> **Directives**
- a) In the review of The Duff below, what does the acronym DUFF stand for?
- b) Copy out word for word the stretch of the film review that starts with the words containing "Watching the trailers" and ends with "much more realistic.".

> **Text**
# # # #

For many throughout their teenage years, there is one main question: where do I fit in? Finding the people you connect and feel comfortable with can be a struggle for some, and even when you’ve found a group of people you call ‘friends’, you can still feel like you’re the odd one out. The latest teen romantic comedy The Duff seeks to challenge this feeling of being an outsider and ultimately sets out to change the message.
Bianca (Mae Whitman) is an intelligent student journalist who navigates high school alongside her two beautiful and popular best friends Jess and Casey (Skyler Samuels, Bianca Santos). However, her entire outlook is shattered when her next-door-neighbour and high school’s most popular football player Wesley (Robbie Amell) explains that she’s the DUFF — aka the Designated Ugly Fat Friend — in her group of friends. Cue a confidence and style makeover to help her overcome her DUFF status and win the boy of her dreams, in exchange for helping Wesley pass his Science midterm and BAM! You’ve got yourself a pretty standard romantic comedy.
Watching the trailers for this film, I assumed like several others that it was just like the rest. However, it is a coming-of-age tale that feels believable, and its highlighting of social media and cyber-bullying in this age is something everyone can relate to. The relationship between Bianca and Wesley is witty and believable, and despite the stereotypical tropes used throughout the film, the chemistry between its leads makes the characters and situations much more realistic.

# # # #

> **Entries**

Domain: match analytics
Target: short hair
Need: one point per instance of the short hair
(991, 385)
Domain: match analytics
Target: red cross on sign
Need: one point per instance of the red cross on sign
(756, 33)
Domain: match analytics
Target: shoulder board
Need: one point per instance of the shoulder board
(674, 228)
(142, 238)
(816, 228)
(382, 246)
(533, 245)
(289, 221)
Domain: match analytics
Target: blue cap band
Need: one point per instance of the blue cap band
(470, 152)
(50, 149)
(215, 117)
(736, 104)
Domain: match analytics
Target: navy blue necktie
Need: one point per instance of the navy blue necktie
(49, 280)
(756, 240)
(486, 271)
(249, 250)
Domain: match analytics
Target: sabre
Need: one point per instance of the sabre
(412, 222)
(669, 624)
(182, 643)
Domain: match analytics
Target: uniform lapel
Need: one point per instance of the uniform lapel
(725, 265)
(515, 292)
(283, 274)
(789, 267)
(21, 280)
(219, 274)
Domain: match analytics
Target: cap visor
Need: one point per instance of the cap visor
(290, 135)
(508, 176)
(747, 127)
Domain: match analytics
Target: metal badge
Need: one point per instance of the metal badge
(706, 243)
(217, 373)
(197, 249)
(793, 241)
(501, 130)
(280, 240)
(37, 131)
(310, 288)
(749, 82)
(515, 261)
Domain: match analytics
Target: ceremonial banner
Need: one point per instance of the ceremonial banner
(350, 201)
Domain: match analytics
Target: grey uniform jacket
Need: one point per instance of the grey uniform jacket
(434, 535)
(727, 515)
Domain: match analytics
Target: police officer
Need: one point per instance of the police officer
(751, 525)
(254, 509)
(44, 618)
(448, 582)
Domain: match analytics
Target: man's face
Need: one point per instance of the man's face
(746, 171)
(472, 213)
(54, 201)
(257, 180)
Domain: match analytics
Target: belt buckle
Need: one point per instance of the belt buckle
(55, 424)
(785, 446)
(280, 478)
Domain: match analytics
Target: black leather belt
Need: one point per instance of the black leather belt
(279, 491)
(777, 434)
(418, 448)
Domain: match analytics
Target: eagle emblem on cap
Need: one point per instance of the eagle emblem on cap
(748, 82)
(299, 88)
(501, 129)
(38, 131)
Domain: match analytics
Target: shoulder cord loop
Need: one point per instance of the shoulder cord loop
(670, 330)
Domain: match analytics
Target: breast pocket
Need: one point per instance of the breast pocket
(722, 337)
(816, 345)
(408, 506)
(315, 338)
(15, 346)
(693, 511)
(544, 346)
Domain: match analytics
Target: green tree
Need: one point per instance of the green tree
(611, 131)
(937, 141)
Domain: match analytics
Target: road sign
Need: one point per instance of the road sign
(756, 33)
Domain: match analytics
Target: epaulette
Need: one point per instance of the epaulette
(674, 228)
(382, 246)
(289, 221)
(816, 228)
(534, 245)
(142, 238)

# # # #

> **Results of the tasks**
- a) Designated Ugly Fat Friend

- b)
Watching the trailers for this film, I assumed like several others that it was just like the rest. However, it is a coming-of-age tale that feels believable, and its highlighting of social media and cyber-bullying in this age is something everyone can relate to. The relationship between Bianca and Wesley is witty and believable, and despite the stereotypical tropes used throughout the film, the chemistry between its leads makes the characters and situations much more realistic.